| The problem |
Put every line of the items below into a JSON list of strings, one string per line, with blank lines left out. Leave the pictures out of the answer.

| Items from a data source |
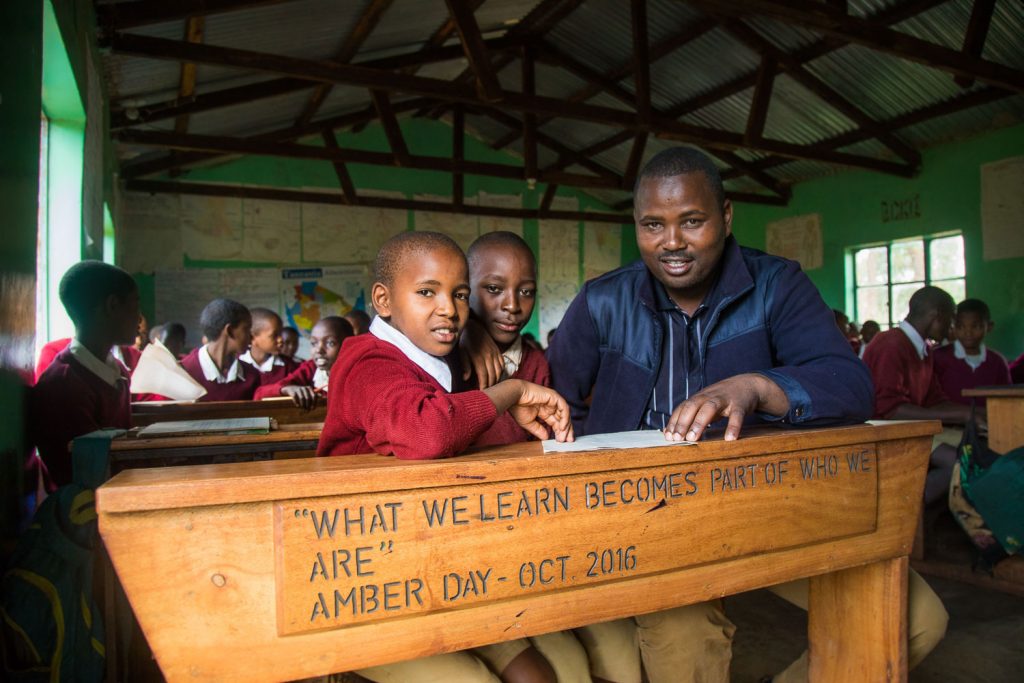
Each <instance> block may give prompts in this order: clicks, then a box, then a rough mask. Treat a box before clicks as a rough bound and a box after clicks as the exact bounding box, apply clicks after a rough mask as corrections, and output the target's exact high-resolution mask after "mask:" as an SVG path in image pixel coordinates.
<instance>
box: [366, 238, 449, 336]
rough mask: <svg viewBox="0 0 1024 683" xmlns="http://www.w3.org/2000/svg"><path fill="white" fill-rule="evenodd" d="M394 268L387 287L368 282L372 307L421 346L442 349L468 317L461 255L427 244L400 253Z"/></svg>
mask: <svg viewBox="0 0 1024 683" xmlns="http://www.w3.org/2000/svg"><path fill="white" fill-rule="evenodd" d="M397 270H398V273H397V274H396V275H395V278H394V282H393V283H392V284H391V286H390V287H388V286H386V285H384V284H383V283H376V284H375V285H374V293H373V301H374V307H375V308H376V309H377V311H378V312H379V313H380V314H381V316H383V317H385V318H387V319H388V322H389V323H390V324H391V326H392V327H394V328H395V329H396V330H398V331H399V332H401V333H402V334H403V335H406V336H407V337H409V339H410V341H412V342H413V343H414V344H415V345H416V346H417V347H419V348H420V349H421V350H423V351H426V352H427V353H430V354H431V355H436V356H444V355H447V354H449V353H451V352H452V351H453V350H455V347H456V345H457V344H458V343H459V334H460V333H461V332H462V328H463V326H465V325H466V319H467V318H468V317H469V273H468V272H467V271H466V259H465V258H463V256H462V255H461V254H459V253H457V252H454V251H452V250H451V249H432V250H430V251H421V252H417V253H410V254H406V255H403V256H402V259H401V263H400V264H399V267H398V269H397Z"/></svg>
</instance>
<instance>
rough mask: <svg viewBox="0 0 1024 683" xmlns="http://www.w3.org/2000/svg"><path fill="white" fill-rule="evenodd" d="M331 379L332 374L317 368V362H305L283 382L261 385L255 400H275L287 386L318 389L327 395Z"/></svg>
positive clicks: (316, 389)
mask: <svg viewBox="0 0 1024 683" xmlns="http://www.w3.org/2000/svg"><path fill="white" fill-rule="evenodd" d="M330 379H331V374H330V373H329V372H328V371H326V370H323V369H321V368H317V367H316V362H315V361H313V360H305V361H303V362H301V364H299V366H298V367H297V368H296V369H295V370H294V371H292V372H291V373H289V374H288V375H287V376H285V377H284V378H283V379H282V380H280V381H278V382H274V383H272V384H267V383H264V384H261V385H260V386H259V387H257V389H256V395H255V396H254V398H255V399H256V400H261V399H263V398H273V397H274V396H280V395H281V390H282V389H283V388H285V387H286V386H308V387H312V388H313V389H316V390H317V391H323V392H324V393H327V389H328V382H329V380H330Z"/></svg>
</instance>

| Exercise response |
[
  "Each <instance> block may give prompts in this order: clicks, then a box, then a rough mask. Treat a box before clicks as a rough bound and a box after clicks as the exact bounding box, apply clicks after a rough mask as corrections, and output the target's exact high-resolution mask after \"mask:\" as an SVG path in image pixel coordinates.",
  "<instance>",
  "box: [366, 238, 449, 336]",
  "rough mask: <svg viewBox=\"0 0 1024 683\" xmlns=\"http://www.w3.org/2000/svg\"><path fill=\"white\" fill-rule=\"evenodd\" d=\"M394 268L387 287L368 282L372 307L421 346L442 349L468 317L461 255L427 244L400 253Z\"/></svg>",
  "mask: <svg viewBox=\"0 0 1024 683\" xmlns=\"http://www.w3.org/2000/svg\"><path fill=\"white\" fill-rule=\"evenodd\" d=\"M397 270H398V273H397V274H396V275H395V278H394V282H393V283H392V284H391V286H390V287H388V286H386V285H384V284H383V283H376V284H375V285H374V293H373V301H374V307H375V308H376V309H377V311H378V312H379V313H380V314H381V316H383V317H385V318H387V319H388V322H389V323H390V324H391V326H392V327H394V328H395V329H396V330H398V331H399V332H401V333H402V334H403V335H406V336H407V337H409V339H410V341H412V342H413V343H414V344H415V345H416V346H417V347H419V348H420V349H421V350H423V351H426V352H427V353H430V354H431V355H436V356H444V355H447V354H449V353H451V352H452V351H453V350H455V347H456V345H457V344H458V343H459V334H460V333H461V332H462V328H463V326H465V325H466V319H467V318H468V317H469V273H468V272H467V271H466V259H465V258H463V256H462V255H461V254H459V253H457V252H454V251H452V250H451V249H432V250H430V251H421V252H417V253H410V254H406V255H403V256H402V259H401V263H400V264H399V267H398V269H397Z\"/></svg>",
  "</instance>",
  "<instance>",
  "rough mask: <svg viewBox=\"0 0 1024 683\" xmlns=\"http://www.w3.org/2000/svg\"><path fill=\"white\" fill-rule=\"evenodd\" d=\"M331 379L332 374L317 368V362H305L283 382L261 385L255 400H275L287 386L318 389L327 395Z\"/></svg>",
  "positive clicks: (316, 389)",
  "mask: <svg viewBox=\"0 0 1024 683\" xmlns=\"http://www.w3.org/2000/svg\"><path fill=\"white\" fill-rule=\"evenodd\" d=\"M330 379H331V374H330V373H329V372H328V371H326V370H323V369H321V368H317V367H316V362H315V361H313V360H305V361H303V362H301V364H299V366H298V367H297V368H296V369H295V370H294V371H292V372H291V373H289V374H288V375H287V376H285V377H284V378H283V379H282V380H280V381H278V382H274V383H272V384H267V383H264V384H261V385H260V386H259V387H257V389H256V395H255V396H254V398H255V399H256V400H261V399H263V398H273V397H274V396H280V395H281V390H282V389H283V388H285V387H286V386H308V387H312V388H313V389H316V390H317V391H323V392H324V393H327V389H328V382H329V380H330Z\"/></svg>",
  "</instance>"
]